▶ THE TASK
Lay out as a numbered list everything in the records below from the line containing "The output for" down to the line containing "positive clicks: (418, 91) (394, 82)", leaving out blank lines.

▶ ENTRIES PROVIDED
================================
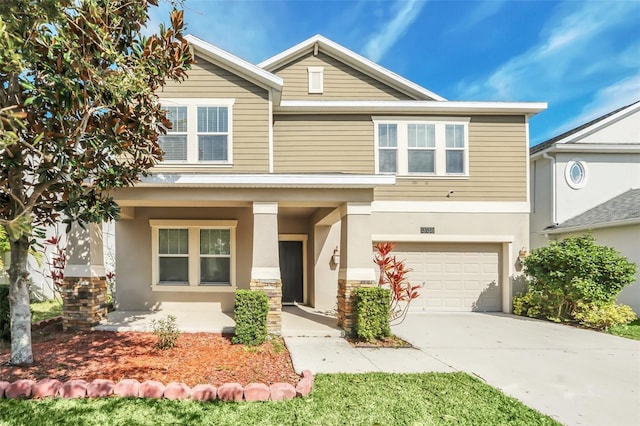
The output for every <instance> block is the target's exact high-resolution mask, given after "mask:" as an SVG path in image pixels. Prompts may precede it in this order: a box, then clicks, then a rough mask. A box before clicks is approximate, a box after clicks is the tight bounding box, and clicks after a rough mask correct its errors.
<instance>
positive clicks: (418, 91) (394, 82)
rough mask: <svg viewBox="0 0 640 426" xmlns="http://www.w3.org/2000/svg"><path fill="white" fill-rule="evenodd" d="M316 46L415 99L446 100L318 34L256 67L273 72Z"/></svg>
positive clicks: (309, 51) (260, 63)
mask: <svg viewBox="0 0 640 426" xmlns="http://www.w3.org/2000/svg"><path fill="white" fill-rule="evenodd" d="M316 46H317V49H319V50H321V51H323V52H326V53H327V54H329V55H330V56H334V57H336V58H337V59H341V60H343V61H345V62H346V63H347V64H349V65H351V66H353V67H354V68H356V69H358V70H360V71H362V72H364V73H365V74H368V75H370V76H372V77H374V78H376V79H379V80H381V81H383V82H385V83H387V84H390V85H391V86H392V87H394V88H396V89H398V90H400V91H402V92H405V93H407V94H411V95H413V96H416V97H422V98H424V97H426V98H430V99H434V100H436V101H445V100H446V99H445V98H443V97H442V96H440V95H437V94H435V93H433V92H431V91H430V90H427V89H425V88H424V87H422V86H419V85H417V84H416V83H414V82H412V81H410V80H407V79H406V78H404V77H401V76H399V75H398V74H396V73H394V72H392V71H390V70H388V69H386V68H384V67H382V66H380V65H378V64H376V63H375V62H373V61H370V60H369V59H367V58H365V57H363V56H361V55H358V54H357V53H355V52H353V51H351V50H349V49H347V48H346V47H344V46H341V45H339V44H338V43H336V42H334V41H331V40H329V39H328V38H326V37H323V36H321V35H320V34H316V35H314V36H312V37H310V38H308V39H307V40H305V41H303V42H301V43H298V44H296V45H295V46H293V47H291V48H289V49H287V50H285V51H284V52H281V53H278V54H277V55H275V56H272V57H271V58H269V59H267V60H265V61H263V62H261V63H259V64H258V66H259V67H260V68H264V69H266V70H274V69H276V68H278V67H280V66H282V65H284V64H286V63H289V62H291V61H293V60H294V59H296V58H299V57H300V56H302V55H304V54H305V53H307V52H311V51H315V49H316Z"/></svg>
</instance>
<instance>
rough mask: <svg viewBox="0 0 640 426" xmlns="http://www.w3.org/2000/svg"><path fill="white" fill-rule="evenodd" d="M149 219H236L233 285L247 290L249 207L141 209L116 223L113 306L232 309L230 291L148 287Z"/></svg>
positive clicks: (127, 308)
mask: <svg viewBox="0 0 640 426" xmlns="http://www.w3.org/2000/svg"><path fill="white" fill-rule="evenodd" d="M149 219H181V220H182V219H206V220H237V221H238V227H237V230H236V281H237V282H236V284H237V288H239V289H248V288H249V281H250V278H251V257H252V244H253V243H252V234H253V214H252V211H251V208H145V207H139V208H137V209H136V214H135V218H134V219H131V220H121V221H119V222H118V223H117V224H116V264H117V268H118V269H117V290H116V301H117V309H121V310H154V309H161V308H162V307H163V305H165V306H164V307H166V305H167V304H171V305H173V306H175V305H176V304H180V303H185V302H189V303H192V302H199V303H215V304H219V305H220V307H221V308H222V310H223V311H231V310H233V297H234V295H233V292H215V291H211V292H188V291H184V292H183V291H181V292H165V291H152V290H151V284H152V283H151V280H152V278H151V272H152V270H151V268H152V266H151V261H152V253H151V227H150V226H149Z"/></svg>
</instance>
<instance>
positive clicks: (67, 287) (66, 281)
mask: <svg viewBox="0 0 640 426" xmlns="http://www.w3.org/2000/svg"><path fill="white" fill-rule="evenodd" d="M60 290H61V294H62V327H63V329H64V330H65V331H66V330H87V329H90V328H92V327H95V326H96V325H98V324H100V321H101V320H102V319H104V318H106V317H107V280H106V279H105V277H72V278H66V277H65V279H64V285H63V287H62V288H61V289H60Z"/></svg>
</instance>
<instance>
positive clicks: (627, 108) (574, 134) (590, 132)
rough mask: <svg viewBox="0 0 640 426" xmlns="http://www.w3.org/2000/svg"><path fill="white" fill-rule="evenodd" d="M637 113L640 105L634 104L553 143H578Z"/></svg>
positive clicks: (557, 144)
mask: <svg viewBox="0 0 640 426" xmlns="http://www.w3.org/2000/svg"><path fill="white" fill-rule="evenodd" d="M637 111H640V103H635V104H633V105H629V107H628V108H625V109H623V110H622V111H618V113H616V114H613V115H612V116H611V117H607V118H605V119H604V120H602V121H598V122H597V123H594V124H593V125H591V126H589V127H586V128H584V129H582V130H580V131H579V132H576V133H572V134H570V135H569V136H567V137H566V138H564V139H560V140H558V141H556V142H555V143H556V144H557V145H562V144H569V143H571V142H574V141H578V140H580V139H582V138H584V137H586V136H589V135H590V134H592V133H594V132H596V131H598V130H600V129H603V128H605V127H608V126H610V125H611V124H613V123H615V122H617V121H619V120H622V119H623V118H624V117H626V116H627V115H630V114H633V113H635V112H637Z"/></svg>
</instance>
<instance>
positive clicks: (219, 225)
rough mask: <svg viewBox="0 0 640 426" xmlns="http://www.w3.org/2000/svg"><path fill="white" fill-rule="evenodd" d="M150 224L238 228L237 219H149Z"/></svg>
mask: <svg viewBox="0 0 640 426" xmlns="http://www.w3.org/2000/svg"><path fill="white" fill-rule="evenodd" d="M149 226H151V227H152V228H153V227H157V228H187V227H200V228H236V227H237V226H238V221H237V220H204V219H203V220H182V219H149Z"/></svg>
================================
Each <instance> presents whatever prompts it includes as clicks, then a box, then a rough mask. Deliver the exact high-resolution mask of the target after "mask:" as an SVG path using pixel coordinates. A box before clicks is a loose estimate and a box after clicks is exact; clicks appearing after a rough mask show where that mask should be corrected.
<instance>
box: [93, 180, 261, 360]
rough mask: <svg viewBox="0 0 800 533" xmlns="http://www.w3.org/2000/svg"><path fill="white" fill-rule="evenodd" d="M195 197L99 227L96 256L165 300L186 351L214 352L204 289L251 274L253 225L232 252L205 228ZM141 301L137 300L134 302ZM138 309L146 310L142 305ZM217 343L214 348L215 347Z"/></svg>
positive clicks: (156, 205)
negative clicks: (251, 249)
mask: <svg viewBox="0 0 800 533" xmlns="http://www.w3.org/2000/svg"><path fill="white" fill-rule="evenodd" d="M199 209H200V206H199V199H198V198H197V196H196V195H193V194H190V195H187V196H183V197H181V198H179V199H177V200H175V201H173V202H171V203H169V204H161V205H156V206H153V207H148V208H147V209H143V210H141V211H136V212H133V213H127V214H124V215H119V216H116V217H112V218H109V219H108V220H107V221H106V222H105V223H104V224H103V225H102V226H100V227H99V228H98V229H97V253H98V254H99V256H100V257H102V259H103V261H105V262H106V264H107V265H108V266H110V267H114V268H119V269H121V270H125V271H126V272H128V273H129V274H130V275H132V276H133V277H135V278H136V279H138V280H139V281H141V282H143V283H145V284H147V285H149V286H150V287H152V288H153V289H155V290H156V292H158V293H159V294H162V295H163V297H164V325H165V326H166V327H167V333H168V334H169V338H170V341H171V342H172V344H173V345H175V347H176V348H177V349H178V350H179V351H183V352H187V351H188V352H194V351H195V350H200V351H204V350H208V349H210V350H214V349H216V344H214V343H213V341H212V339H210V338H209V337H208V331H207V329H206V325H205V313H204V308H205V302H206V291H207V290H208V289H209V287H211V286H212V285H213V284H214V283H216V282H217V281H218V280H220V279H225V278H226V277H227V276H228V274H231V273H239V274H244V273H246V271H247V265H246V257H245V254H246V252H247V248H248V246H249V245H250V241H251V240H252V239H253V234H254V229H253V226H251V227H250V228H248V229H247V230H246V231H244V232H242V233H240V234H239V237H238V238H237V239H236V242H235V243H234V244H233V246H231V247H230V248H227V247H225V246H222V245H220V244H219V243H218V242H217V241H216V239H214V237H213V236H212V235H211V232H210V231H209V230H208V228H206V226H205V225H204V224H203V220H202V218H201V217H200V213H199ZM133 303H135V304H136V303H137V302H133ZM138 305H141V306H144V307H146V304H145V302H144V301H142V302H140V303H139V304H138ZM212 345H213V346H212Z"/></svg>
================================
▶ SOLUTION BELOW
1. The output for every <instance> block is the target's exact high-resolution mask, given after "mask:" as an SVG path in image pixels. Prompts may precede it in this order: a box, then clicks, then a rough mask. A box before clicks is approximate, a box after clicks is the tight bounding box, and clicks after a rough mask correct its errors.
2. <instance>
3. positive clicks: (418, 91) (394, 82)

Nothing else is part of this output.